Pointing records
□ □ □ □

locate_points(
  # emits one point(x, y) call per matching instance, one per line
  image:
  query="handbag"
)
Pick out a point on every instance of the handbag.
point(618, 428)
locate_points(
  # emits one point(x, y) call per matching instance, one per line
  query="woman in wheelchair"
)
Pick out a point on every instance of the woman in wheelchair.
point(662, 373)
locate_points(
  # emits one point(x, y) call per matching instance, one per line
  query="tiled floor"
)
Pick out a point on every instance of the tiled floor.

□ □ □ □

→ Task goal
From the listing above, extract every line exactly as it stands.

→ Exercise answer
locate_points(
  # emits one point(x, y) call per matching instance, one per line
  image:
  query="handbag"
)
Pick out a point on every instance of the handbag.
point(618, 428)
locate_points(
  # emits one point(x, y) call per matching instance, one per line
  query="woman in wheelchair"
)
Pick out a point on every instance of the woman in wheelchair.
point(662, 373)
locate_points(
  # emits one point(x, y) call per matching instance, one per line
  query="tiled floor"
)
Pick out a point on every instance of the tiled floor.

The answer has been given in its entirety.